***** PROVIDED RECORDS

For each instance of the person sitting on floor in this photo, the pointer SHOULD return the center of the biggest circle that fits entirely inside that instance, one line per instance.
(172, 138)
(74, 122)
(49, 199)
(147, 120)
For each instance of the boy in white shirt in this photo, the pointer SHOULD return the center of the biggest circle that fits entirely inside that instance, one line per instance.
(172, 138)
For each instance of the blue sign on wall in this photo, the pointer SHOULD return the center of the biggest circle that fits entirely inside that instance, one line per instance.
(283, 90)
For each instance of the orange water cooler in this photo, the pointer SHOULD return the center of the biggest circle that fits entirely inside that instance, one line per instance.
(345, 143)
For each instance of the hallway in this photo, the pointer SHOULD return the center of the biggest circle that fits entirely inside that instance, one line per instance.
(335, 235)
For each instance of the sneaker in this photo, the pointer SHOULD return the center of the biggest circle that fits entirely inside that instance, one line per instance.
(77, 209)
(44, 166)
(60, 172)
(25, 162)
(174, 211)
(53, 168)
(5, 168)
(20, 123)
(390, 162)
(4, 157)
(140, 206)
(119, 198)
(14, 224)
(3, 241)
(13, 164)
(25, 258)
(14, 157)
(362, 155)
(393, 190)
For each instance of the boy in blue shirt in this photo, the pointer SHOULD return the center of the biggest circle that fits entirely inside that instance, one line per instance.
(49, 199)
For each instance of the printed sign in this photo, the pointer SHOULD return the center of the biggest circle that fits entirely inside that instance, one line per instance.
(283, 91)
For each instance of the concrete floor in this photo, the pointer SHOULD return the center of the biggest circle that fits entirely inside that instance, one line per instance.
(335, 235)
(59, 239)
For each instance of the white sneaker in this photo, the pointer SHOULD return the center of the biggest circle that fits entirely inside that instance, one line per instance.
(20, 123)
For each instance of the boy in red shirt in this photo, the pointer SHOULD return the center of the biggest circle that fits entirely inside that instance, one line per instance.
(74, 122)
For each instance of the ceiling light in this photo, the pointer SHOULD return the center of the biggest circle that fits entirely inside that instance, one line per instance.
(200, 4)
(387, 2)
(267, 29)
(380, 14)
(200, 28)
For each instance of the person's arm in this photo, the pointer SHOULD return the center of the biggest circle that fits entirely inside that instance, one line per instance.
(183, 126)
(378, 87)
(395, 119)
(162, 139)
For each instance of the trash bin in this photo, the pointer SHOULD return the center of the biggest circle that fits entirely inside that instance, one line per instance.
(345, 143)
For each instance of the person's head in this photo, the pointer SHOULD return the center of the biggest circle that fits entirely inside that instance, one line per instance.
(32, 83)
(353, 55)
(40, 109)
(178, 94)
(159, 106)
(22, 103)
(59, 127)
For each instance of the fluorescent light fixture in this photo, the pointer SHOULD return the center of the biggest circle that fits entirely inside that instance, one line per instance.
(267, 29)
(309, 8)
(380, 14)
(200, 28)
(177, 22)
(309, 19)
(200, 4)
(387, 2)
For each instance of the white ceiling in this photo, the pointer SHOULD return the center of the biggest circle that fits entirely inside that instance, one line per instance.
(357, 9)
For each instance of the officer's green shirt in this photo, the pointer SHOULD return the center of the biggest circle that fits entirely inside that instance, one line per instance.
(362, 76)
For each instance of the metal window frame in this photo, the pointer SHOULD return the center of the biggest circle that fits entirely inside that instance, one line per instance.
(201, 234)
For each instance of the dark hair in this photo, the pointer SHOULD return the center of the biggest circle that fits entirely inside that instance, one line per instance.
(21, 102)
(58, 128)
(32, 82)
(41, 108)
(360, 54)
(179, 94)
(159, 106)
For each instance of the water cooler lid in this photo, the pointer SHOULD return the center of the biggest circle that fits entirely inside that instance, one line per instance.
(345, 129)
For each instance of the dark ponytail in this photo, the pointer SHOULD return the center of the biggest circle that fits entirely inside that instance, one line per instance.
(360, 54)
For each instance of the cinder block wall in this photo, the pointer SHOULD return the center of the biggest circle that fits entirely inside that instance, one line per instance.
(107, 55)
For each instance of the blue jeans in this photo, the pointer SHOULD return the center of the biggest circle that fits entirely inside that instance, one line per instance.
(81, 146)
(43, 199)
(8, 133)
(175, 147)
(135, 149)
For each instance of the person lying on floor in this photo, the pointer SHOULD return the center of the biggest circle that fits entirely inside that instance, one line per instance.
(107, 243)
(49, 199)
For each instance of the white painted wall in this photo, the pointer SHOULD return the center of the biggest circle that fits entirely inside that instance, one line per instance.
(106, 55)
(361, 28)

**********

## TASK TO CARRY OUT
There is one span to return: the line holding "For each instance of the cinder" and every line after it through the end of the listing above; please give it exactly and add nothing.

## EXERCISE OUTPUT
For each instance of the cinder block wall in this photo, the pointer SHOULD return the center of the biggest circle that fits entirely inside that instance, one line per instance.
(107, 55)
For each instance of the blue jeans in this photo, the pointer SHOULD return the center of the biggest circle that fits entirely inside that instance, one line per instance.
(81, 146)
(43, 199)
(8, 133)
(175, 147)
(135, 149)
For each instance of the person lying on floor in this photo, the pointer SHOULD return the center of the biggest circle that fits entirely inside that instance, one line per instance.
(107, 243)
(49, 199)
For each instance of the white painted wall in this photo, the pointer SHOULD return the center of the biggest circle that fits entirely inside that instance, one line per instance.
(106, 55)
(361, 28)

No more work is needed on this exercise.